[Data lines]
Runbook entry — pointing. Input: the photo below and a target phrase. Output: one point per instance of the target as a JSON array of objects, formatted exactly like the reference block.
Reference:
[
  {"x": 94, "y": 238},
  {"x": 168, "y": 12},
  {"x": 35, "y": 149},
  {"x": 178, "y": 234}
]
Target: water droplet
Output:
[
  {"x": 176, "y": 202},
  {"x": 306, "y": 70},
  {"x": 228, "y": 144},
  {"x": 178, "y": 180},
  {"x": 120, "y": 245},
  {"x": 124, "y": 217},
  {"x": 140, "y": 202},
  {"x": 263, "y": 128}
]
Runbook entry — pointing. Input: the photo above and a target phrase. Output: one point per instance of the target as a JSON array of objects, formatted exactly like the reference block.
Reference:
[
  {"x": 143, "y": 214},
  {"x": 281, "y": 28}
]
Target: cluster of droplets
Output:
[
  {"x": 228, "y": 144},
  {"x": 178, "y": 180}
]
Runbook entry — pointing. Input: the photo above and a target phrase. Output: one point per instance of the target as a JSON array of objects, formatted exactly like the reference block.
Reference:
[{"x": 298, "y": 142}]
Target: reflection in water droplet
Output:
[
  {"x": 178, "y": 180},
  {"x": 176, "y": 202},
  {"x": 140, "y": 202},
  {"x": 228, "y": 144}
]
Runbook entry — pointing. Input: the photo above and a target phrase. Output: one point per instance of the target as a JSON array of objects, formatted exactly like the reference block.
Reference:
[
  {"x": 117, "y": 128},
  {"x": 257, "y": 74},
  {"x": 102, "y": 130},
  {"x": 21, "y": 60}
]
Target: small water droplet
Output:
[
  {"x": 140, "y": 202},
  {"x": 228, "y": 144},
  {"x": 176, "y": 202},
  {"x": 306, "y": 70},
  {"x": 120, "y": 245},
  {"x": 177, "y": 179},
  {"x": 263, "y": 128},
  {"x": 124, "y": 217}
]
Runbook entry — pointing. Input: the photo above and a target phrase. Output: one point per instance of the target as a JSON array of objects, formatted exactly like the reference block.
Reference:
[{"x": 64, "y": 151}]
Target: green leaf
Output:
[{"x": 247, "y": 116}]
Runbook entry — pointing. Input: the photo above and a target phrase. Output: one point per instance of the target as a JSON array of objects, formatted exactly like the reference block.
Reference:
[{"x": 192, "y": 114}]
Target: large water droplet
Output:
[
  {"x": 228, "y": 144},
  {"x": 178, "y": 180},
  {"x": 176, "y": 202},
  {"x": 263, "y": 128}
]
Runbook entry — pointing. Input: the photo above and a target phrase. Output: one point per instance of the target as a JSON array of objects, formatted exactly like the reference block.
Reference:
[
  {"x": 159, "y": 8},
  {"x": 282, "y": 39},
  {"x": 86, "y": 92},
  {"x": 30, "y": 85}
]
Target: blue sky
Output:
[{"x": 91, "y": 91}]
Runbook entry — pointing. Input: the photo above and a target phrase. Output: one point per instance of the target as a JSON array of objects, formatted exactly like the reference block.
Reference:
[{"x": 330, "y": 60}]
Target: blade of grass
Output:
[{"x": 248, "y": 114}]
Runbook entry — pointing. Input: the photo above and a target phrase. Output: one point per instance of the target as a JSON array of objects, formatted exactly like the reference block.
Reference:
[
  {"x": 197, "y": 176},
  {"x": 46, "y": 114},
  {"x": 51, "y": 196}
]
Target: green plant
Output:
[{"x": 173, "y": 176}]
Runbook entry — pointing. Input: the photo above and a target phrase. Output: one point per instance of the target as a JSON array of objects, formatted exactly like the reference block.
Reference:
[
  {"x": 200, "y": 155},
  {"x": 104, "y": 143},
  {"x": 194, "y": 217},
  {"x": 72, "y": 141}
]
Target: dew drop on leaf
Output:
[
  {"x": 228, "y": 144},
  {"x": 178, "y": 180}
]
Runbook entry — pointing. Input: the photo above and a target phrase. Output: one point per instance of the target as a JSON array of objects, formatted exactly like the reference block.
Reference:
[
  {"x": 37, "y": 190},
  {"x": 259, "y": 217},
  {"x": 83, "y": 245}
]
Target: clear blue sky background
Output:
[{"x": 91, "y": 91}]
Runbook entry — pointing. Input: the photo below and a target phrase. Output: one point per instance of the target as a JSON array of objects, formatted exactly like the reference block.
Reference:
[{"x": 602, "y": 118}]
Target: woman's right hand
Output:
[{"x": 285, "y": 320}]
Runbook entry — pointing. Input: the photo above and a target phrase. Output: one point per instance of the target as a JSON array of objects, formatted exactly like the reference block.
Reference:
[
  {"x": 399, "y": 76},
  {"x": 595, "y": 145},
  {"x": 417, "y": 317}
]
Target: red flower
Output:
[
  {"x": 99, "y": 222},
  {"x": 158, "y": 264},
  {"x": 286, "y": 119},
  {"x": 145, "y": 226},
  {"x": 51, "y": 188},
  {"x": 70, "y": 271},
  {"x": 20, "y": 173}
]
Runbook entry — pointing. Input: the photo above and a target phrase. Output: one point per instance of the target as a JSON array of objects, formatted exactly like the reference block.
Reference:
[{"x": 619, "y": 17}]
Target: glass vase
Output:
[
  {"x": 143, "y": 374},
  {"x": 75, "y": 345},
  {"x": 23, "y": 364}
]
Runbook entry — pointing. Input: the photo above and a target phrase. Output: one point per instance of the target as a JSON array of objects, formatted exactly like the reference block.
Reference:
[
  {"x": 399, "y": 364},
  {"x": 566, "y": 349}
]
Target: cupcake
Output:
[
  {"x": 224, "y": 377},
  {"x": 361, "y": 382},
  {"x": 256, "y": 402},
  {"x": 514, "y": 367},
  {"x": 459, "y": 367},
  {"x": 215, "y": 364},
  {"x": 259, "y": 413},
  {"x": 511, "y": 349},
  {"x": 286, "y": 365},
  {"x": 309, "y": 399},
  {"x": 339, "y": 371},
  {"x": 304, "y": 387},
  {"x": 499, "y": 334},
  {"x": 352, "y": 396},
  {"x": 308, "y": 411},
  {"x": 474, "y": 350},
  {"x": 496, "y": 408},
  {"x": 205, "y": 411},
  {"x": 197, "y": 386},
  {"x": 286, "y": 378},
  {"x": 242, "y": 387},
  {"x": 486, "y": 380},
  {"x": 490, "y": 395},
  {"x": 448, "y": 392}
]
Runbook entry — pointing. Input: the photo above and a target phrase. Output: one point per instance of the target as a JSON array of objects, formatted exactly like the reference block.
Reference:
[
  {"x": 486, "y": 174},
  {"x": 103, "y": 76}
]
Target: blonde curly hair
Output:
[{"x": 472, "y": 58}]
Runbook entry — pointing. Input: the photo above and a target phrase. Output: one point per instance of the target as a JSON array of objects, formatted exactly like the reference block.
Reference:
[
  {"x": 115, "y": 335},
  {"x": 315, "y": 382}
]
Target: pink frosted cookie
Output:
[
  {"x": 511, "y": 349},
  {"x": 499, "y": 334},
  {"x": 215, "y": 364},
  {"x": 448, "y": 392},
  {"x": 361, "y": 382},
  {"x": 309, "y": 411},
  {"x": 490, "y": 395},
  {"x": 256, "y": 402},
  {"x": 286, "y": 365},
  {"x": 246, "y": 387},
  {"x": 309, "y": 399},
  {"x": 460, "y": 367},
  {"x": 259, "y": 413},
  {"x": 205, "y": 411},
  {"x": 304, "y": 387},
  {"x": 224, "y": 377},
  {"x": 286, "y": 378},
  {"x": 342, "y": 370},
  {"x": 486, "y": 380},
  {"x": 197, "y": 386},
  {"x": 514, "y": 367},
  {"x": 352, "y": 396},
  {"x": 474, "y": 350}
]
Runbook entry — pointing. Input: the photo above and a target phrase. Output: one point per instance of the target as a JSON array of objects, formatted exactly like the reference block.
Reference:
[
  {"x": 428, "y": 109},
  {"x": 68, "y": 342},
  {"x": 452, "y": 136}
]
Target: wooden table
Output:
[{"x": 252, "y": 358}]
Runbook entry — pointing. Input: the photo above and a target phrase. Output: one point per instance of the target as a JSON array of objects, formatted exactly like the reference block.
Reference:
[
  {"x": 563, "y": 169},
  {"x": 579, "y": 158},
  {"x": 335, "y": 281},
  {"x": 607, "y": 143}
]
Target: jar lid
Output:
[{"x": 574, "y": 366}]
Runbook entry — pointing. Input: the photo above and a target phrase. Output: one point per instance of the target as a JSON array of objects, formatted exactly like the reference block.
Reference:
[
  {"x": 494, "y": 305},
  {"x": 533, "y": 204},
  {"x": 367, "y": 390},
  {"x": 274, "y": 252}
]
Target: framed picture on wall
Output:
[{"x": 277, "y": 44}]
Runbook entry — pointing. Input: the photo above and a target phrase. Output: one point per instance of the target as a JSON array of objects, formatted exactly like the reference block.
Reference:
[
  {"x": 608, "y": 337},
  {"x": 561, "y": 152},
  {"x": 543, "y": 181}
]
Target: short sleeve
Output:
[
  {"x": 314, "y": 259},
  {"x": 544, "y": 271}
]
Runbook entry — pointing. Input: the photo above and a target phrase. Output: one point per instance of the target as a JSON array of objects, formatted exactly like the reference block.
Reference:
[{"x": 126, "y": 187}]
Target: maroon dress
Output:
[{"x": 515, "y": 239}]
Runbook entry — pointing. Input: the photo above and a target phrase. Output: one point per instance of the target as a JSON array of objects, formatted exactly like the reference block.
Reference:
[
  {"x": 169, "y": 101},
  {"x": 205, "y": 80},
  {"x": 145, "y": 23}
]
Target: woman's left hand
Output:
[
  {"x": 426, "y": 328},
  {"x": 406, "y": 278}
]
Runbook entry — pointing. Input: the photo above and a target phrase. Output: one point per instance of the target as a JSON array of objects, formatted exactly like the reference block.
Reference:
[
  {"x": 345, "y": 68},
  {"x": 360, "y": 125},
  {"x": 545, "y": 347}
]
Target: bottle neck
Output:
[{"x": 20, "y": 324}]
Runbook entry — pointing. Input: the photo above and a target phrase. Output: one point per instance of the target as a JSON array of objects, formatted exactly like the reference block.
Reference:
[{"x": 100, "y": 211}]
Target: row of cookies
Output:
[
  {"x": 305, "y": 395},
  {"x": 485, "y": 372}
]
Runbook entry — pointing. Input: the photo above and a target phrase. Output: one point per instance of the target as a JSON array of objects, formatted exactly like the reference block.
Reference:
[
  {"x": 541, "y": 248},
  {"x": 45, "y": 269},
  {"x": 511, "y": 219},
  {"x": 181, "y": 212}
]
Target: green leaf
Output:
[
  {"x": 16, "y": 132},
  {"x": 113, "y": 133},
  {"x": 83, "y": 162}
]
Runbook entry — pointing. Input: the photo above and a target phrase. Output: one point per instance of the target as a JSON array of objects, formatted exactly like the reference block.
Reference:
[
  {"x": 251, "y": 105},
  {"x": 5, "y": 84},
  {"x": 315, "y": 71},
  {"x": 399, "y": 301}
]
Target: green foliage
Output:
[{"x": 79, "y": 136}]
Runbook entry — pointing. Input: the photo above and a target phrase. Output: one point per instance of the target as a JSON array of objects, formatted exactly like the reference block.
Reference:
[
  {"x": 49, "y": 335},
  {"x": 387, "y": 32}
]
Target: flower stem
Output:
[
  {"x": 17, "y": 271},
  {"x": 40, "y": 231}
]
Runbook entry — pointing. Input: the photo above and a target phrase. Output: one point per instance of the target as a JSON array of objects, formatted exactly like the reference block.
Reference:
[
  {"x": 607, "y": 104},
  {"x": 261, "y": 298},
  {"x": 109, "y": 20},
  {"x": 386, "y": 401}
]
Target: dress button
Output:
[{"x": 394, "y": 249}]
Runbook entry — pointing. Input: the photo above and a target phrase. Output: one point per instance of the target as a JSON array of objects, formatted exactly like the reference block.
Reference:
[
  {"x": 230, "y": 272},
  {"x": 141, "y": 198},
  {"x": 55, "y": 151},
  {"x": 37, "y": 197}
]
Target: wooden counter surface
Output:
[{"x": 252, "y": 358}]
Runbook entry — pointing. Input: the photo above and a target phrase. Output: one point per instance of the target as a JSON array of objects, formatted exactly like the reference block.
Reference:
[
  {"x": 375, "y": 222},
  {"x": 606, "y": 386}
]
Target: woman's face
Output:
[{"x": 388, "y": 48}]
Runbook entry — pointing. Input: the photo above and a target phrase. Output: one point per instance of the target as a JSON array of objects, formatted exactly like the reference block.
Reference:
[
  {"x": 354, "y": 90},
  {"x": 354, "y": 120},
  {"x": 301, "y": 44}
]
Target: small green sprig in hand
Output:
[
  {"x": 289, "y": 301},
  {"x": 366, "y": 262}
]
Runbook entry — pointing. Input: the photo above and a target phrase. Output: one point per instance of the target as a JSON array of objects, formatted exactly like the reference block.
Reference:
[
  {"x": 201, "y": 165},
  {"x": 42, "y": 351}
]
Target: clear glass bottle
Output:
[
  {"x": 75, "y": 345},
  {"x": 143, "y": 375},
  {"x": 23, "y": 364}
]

### Your task:
Select every line of the material above that contains the string "woman", with case counting.

### Reply to the task:
Target: woman's right hand
Target: woman's left hand
Target: woman's face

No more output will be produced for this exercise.